— WHAT YOU NEED TO DO —
Check every line of the data and copy the ones where "shoulder" appears.

— EXERCISE INPUTS —
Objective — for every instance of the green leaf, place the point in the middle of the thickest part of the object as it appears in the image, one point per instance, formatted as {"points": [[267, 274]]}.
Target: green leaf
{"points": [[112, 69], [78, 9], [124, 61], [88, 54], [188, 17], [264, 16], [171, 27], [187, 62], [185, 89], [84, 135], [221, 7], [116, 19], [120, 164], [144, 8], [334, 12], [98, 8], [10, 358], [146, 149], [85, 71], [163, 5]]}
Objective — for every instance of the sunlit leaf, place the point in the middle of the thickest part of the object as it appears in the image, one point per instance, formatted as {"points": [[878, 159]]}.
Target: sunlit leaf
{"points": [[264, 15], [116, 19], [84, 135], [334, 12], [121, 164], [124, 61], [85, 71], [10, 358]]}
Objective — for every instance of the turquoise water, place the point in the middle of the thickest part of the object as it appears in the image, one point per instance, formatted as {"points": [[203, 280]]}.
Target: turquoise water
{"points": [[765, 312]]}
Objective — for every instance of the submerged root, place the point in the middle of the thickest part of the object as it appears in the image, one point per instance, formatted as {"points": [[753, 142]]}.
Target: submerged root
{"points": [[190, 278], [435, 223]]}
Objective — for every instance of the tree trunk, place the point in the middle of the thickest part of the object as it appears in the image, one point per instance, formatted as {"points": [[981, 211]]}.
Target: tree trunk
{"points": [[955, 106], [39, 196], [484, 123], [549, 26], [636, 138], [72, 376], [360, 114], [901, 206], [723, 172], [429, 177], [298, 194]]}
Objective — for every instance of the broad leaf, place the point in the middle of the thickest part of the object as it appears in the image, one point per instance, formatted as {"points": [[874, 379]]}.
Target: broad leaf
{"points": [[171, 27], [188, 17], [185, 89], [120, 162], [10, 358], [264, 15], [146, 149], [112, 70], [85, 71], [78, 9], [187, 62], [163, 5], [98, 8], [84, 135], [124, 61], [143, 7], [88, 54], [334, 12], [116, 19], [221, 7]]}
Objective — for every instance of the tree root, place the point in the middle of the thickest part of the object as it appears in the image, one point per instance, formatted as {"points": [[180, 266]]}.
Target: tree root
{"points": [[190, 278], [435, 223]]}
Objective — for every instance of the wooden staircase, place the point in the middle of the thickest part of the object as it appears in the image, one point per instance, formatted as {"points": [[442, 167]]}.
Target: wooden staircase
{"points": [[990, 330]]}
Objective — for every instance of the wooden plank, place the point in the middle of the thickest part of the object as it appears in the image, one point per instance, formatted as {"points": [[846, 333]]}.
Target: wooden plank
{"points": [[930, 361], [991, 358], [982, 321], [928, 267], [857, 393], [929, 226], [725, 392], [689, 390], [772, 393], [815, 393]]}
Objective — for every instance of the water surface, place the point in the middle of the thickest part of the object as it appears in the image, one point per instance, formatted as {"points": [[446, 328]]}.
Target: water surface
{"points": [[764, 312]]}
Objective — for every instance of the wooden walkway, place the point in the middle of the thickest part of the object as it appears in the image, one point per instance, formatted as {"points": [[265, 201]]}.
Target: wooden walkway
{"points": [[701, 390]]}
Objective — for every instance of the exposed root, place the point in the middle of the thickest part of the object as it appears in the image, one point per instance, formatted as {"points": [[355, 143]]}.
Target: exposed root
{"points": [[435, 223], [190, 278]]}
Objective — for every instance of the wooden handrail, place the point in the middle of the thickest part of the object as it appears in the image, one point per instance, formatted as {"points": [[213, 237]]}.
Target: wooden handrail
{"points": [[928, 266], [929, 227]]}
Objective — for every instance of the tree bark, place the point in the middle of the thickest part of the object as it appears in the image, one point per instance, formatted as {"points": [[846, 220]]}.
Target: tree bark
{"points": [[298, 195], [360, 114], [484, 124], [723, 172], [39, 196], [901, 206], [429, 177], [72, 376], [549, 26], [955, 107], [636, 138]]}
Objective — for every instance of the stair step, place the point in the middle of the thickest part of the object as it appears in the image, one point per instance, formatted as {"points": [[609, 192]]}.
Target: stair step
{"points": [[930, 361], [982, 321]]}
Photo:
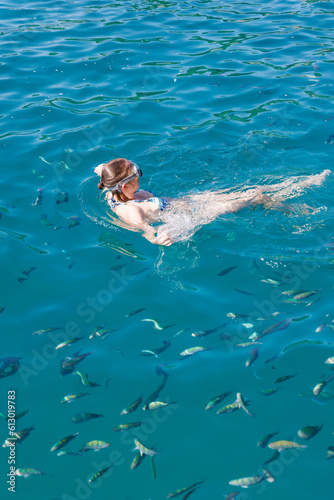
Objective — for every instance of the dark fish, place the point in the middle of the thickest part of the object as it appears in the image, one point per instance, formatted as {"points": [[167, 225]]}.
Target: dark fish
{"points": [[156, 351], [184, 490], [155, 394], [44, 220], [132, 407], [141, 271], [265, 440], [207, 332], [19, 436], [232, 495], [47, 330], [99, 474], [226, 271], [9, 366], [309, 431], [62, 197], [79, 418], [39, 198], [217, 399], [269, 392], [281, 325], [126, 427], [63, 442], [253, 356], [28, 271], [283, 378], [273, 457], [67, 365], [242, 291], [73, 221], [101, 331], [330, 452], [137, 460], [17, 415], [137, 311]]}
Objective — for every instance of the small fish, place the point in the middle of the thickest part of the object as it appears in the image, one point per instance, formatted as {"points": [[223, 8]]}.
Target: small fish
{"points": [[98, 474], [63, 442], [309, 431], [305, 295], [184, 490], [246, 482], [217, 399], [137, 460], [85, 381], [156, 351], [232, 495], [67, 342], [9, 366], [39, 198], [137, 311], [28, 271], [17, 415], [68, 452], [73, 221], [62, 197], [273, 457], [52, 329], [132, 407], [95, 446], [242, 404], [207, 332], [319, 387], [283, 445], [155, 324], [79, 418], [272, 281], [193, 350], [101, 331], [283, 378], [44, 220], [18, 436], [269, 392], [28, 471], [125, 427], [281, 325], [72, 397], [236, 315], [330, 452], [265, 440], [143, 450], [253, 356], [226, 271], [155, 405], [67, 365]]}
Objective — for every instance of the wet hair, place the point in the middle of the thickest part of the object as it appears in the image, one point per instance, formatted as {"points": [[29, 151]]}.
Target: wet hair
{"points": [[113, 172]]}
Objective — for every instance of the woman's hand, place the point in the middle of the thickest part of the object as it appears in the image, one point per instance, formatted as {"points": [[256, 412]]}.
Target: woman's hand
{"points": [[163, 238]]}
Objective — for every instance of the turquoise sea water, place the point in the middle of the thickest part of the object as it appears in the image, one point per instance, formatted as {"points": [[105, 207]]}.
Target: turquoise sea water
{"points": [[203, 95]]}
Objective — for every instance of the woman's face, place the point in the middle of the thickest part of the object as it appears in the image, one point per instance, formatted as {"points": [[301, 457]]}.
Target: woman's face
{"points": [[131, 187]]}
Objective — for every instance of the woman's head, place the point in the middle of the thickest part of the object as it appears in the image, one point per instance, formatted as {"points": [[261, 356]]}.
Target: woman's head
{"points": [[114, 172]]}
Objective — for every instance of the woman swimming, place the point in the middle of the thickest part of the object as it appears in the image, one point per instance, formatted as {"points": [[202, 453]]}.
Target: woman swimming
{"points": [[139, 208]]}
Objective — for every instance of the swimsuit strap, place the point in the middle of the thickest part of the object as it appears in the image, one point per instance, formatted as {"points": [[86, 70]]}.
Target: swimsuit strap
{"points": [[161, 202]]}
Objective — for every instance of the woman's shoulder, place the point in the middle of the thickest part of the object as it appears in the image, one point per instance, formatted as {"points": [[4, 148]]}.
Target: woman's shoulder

— OUTPUT OF THE EXERCISE —
Objective — for every instance of the woman's shoulder, place the point in the middle of the thickest part of the object as it appears in the image, one point per instance, formatted as {"points": [[4, 148]]}.
Target: woman's shoulder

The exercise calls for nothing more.